__Exercise goal__: Return only the lines below starting at the line containing "Target: red shorts" and ending at the line containing "forested hill shown", both included, exactly as they are and with no pictures.
BEGIN Recorded information
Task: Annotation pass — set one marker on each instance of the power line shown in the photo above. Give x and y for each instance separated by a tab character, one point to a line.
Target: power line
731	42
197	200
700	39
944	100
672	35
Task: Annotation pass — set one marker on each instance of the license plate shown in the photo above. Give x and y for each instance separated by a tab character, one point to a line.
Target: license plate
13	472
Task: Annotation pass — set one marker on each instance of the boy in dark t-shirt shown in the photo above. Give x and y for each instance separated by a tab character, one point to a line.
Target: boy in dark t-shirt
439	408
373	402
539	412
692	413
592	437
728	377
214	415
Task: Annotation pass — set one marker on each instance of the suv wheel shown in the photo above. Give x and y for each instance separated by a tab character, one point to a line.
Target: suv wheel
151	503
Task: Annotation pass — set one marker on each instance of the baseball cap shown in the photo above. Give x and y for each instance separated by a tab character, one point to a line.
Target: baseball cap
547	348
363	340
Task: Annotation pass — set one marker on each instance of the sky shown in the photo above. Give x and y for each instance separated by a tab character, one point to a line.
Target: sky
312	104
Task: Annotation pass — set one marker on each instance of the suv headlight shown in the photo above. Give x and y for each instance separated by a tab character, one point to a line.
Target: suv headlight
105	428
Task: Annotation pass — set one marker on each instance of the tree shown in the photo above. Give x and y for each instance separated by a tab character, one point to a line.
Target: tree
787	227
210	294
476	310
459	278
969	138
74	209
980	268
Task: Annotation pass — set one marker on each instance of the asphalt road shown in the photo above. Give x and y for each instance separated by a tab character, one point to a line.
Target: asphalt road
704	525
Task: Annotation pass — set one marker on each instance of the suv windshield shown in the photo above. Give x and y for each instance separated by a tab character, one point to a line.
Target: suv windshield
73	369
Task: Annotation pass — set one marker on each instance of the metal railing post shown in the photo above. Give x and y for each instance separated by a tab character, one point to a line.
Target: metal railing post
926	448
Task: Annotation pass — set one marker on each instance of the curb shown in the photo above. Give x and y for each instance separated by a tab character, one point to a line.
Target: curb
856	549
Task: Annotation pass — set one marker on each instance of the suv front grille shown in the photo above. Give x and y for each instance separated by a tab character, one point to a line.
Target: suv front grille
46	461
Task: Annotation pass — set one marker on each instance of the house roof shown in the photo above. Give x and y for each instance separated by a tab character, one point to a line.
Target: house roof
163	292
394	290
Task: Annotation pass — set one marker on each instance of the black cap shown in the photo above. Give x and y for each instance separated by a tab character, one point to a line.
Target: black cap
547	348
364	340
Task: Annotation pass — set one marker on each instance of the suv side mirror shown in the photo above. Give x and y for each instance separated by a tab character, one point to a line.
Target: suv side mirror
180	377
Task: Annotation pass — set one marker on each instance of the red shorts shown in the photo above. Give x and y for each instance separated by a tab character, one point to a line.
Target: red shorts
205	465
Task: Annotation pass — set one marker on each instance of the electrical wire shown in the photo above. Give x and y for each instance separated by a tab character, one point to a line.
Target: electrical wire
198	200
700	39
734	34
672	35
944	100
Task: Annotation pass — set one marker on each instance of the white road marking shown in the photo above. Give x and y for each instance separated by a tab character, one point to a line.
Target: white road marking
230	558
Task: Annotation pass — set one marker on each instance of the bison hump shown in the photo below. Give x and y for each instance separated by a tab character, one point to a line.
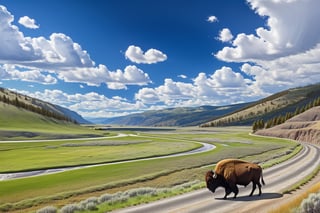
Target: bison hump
230	168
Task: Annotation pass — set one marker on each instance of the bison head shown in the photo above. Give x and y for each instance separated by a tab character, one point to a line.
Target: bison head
214	181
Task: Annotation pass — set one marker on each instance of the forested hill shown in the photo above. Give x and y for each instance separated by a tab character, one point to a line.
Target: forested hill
181	116
40	107
279	104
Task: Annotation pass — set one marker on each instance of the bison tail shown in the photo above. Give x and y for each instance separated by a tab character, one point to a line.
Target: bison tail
262	179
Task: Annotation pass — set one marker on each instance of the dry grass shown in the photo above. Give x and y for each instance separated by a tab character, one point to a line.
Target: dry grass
296	201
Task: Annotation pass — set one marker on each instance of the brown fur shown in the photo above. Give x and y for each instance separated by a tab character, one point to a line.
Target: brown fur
238	171
232	172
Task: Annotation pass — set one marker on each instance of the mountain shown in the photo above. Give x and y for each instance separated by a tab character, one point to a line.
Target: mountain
181	116
304	127
40	107
275	105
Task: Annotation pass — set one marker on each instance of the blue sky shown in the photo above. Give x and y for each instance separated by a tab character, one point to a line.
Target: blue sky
106	58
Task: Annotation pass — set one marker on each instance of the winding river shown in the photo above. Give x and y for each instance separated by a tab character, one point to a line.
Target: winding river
7	176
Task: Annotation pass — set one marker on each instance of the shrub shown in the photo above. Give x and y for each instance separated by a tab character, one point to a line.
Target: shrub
310	204
105	198
71	208
48	209
91	206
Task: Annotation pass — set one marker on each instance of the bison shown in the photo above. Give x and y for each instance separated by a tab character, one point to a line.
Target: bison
232	172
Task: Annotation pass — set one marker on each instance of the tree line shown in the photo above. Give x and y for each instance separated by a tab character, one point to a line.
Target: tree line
261	124
39	110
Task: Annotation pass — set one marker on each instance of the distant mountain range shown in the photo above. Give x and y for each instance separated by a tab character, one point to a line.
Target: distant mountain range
204	116
181	116
277	104
238	114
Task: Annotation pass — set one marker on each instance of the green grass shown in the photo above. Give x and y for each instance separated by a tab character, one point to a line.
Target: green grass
16	122
45	189
33	156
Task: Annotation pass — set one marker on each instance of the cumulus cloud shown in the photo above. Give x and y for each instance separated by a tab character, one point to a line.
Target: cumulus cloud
224	86
28	22
182	76
225	35
10	72
90	104
212	19
151	56
290	29
59	55
94	76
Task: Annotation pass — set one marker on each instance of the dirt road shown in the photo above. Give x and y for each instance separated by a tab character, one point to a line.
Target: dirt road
277	178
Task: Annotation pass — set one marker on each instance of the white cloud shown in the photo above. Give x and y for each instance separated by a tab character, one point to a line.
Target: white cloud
182	76
212	19
151	56
283	54
10	72
225	35
28	22
95	76
290	29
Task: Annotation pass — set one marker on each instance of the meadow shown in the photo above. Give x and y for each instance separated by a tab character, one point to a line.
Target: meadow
73	186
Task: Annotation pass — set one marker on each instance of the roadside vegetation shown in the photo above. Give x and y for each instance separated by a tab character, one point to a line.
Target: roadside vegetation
61	189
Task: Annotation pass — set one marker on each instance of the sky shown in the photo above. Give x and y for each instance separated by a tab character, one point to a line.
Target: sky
107	58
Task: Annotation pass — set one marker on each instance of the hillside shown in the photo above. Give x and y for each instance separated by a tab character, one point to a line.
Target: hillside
181	116
40	107
272	106
304	127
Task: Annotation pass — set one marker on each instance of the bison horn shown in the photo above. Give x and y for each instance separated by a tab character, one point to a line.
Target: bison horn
214	175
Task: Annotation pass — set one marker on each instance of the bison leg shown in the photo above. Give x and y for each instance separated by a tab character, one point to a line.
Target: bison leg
235	189
253	188
227	192
259	185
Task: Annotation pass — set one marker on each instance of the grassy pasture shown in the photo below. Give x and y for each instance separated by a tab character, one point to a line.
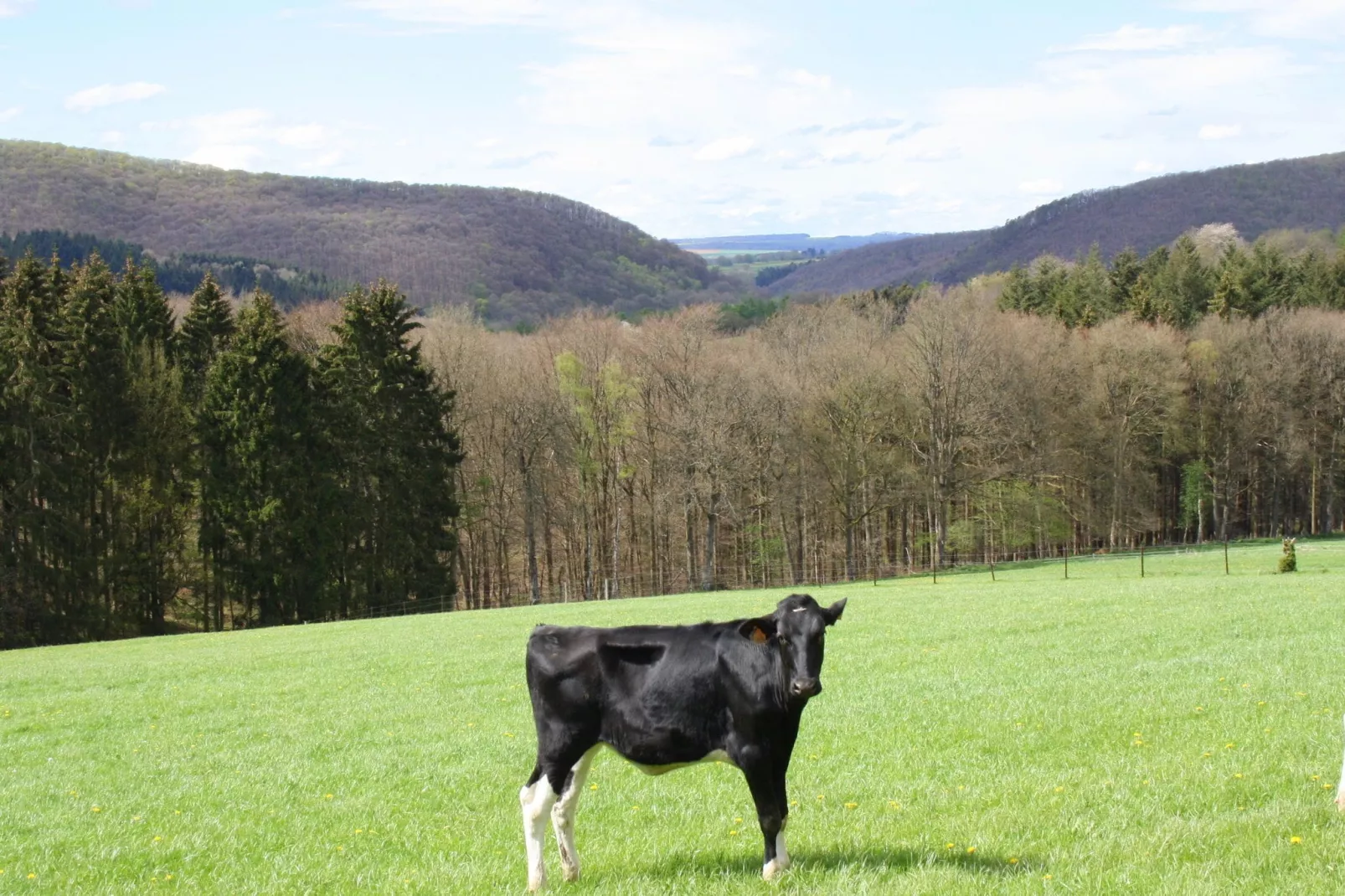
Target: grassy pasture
1178	735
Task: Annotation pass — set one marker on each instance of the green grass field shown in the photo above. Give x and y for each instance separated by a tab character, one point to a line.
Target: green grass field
1178	735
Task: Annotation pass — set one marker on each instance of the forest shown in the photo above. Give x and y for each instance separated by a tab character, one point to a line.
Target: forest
178	273
351	458
517	256
1064	406
221	471
1254	198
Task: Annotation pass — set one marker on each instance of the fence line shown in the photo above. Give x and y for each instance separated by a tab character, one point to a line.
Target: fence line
781	576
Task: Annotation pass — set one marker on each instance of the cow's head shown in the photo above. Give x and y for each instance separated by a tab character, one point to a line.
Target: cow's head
798	630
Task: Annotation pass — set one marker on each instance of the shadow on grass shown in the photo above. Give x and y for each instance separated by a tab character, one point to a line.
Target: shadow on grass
876	858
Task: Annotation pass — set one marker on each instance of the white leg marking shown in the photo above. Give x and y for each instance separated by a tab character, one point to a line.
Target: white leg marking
563	816
781	863
535	801
1340	791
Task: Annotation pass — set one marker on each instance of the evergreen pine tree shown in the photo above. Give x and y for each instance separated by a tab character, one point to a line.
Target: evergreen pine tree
395	458
259	481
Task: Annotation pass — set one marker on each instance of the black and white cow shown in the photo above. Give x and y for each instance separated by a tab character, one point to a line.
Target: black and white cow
665	698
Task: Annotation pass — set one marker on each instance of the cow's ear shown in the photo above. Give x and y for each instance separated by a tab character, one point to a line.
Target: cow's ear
757	630
832	612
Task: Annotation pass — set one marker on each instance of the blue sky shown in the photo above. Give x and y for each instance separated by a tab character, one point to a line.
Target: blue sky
693	117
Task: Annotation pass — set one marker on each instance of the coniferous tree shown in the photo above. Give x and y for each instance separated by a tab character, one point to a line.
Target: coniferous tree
255	428
206	332
99	423
152	479
395	458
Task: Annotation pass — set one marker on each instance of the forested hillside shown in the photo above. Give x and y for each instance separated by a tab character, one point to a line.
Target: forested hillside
515	256
1255	198
177	273
222	471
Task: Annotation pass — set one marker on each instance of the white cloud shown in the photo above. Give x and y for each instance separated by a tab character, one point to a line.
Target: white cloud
END Recorded information
__Solution for this task__:
Target: red shorts
205	465
Task: Annotation pass — set one marker on each instance of the electrical wire shown in the photo above. Give x and y for each instance separated by a tab character, one point to a line.
Target: electrical wire
198	200
700	39
734	34
672	35
944	100
Task: Annotation pass — set one marker on each instance of the white road marking shown in the photo above. Give x and y for each instance separated by a tab character, one point to a line.
Target: white road marking
230	558
Task: Annotation pass — set one marker on each instance of the bison hump shown in the photo below. Give x and y for each instance separated by a tab character, one point to a line.
Target: bison hump
230	168
Task: Annotation pass — set one marker on each instance of the bison head shown in the photo above. Give x and y for each instance separated by a tab character, one point to a line.
Target: bison head
214	181
Task: Annotation pass — set one marker on each instance of the forested hill shown in the photo above. Give x and y for each instance separated by a tab character, one point to a line.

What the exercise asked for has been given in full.